Trecho do texto
*****

Dramaturga, roteirista, atriz, diretora e preparadora de elenco, Noá Bonoba, desde a graduação no Instituto Federal do Ceará (IFCE), se interessa pelo teatro do absurdo e pelo teatro pós-dramático e propõe, em suas produções, tensões às hierarquias estabelecidas entre os elementos do espetáculo e às expectativas sobre os corpos e suas performances.
Ainda em sua formação, usou o espaço da disciplina de dramaturgia, mediada pelo professor Fernando Lira, para experimentar outras possibilidades de escritas dramatúrgicas que se distanciassem de uma experiência mais clássica. Explorando com mais energia uma lógica não texto-centrada, sua dramaturgia acaba se vinculando fortemente à encenação como um todo. Nesse contexto, estreia seu primeiro texto: Elefantes famintos em 2015.
Aproximando-se politicamente da questão ambiental, da crise climática e da discussão decolonial, usa da ficção especulativa para criar o espetáculo Notas de uma terra devastada (2018), um duo de Noá com Muriel Cruz Phelipe. Nesse texto, composto apenas por notas, uma personagem no futuro envia relatórios diários para o tempo presente, contando sobre a destruição do planeta, o avanço do aquecimento global, a inundação de continentes inteiros, bem como o ressurgimento de regimes autoritários, as tentativas de adaptação capitalista e a questão das guerras e lixos nucleares.
A atmosfera especulativa segue presente em sua escrita, como é possível constatar ao ler Go Go Bruce (2019), trabalho em que Noá usa de textos próprios e de colagens de outros textos para nos colocar diante de um personagem e suas tentativas de ressuscitar seu amante, e de um rizoma de questões transversais que se materializam em suas reflexões durante sua performance. A artista também transita pelo cinema, tanto como roteirista quanto como preparadora de elenco, e durante a pandemia desenvolveu o vídeo-dança intitulado Travomantra, onde atua como performer, roteirista e diretora. Travomantra está disponível na íntegra no YouTube.
É importante destacar que sua constância no trabalho de direção de atores transforma a performance em um dos elementos centrais de sua produção, tanto como dramaturga/roteirista quanto como diretora. Ao questionar o lugar do fracasso e as expectativas relacionadas ao bom desempenho de uma performance, a artista reflete sobre esse efeito em relação aos corpos dissidentes e como esse argumento, o da “boa performance”, foi e é usado para justificar dinâmicas de opressão como, por exemplo, o transfake.
Noá Bonoba, também dedica parte do seu tempo à participação e à elaboração de projetos que trabalhem pela redistribuição de acessos e formação em arte, em especial projetos voltados à comunidade LGBTQIAP+. Atualmente desenvolve a Residência Teatral para Pessoas Trans e Travestis, na qual atua como encenadora, formadora e dramaturga.
A residência – cujo aspecto de formação é tão forte e dialoga com o desejo de Noá de desenvolver obras nas quais ela consiga reunir um elenco majoritariamente trans – servirá também de processo criativo para um texto seu inédito: Trúqui. O elenco será formado por 10 pessoas que investigarão, em contato com o texto, “formas de dizer”, a performance de falar, tentando se distanciar de uma ideia naturalista de lidar com o texto e compondo um trabalho de coro, semelhante a ideia de uma orquestra.

*****

Informações
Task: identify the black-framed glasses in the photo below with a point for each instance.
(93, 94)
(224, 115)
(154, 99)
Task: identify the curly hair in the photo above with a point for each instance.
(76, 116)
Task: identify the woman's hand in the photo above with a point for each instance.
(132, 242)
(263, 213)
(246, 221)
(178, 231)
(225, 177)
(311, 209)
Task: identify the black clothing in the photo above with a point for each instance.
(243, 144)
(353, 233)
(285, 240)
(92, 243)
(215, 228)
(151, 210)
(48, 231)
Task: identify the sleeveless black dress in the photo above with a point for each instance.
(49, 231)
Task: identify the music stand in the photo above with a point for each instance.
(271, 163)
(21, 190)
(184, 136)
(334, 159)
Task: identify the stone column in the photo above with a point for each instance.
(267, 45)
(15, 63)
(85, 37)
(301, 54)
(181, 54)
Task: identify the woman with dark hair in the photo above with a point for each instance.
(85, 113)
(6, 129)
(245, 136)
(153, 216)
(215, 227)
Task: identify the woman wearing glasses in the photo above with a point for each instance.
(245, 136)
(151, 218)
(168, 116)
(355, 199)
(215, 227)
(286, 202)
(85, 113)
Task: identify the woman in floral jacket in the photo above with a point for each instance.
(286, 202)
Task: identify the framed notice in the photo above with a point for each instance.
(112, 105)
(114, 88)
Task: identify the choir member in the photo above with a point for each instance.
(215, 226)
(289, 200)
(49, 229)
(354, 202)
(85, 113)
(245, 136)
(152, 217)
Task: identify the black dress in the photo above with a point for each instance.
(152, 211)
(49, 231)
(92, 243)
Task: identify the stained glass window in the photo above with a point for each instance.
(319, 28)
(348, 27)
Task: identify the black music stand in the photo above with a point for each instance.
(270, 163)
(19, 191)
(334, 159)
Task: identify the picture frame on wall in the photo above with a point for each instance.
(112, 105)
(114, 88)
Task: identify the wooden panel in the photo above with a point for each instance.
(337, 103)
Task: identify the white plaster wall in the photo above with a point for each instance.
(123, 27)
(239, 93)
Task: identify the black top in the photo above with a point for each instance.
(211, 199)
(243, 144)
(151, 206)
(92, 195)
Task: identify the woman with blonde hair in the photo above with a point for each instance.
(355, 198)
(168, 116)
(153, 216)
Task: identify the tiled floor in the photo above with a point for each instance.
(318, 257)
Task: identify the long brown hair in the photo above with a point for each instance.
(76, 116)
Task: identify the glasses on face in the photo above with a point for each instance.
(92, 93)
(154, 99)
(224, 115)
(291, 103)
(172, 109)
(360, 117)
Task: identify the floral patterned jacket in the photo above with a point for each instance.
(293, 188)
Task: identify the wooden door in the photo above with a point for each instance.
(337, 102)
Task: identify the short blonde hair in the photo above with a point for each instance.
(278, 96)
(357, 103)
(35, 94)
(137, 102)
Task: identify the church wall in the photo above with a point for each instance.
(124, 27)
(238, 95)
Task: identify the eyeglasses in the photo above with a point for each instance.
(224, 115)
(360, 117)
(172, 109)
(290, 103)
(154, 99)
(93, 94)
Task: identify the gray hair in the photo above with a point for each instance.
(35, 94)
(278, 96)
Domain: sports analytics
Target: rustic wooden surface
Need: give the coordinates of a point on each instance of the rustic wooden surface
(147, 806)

*****

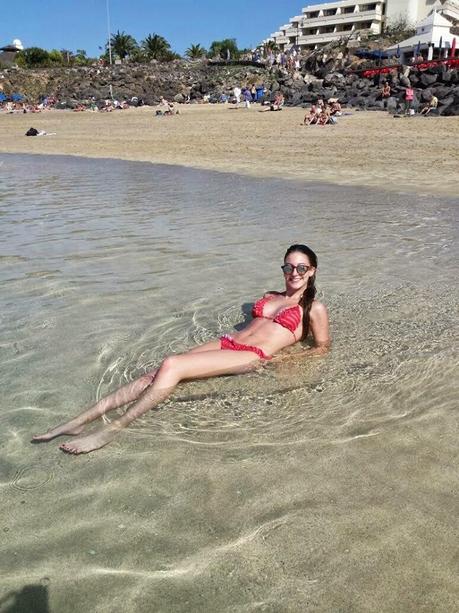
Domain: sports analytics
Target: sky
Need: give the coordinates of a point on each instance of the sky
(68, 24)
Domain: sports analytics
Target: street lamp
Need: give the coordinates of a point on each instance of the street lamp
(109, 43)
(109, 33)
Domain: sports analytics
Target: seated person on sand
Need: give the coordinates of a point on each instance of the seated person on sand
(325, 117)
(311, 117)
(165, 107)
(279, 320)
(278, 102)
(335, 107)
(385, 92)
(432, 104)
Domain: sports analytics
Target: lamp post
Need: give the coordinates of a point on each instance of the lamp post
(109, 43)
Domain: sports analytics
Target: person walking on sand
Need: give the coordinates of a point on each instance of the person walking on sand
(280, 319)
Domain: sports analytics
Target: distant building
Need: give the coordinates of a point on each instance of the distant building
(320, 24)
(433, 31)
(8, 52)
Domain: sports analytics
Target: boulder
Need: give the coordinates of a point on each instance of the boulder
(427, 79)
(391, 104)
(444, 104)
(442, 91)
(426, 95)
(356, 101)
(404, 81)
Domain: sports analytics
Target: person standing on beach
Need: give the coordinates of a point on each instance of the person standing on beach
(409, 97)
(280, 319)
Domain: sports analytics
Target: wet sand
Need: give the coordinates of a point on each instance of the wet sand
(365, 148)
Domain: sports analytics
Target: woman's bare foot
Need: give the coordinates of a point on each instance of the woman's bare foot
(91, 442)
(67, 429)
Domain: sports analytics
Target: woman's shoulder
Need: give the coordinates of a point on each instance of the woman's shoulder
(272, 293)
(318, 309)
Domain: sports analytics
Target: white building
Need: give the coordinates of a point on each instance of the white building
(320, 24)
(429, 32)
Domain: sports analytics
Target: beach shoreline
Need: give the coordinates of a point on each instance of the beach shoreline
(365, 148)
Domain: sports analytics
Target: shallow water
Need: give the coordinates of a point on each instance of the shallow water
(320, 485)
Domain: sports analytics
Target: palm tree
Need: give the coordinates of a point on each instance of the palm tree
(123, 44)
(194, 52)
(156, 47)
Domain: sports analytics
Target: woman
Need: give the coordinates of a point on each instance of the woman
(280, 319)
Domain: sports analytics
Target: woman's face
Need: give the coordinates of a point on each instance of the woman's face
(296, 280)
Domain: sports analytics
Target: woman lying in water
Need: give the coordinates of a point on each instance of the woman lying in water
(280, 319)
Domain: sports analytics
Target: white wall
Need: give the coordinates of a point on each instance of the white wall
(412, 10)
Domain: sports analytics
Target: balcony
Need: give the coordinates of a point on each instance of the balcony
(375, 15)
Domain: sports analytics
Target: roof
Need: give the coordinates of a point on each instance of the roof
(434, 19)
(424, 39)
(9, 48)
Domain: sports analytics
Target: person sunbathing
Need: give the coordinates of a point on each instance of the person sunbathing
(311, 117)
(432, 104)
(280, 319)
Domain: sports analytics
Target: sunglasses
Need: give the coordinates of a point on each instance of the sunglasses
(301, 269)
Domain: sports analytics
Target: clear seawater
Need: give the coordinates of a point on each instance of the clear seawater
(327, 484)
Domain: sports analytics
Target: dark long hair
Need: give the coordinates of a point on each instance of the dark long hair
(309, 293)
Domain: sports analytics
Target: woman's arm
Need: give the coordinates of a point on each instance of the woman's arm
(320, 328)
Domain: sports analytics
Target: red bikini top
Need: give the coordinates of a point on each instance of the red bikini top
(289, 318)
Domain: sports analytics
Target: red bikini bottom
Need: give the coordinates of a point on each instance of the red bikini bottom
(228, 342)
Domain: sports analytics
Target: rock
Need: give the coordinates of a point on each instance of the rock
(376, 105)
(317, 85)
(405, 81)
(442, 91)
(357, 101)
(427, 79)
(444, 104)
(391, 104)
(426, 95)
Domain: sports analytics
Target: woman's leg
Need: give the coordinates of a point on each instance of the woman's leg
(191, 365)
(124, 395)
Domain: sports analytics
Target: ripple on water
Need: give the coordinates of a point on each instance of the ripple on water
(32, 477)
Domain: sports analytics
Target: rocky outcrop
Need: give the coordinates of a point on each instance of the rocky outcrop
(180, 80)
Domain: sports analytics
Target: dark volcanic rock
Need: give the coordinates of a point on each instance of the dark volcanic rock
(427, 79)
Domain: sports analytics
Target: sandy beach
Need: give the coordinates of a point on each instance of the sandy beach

*****

Tarefa
De acordo com o trecho do texto, qual foi o primeiro texto de Noá Bonoba a estrear?

Resultado
Elefantes famintos, que estreou em 2015.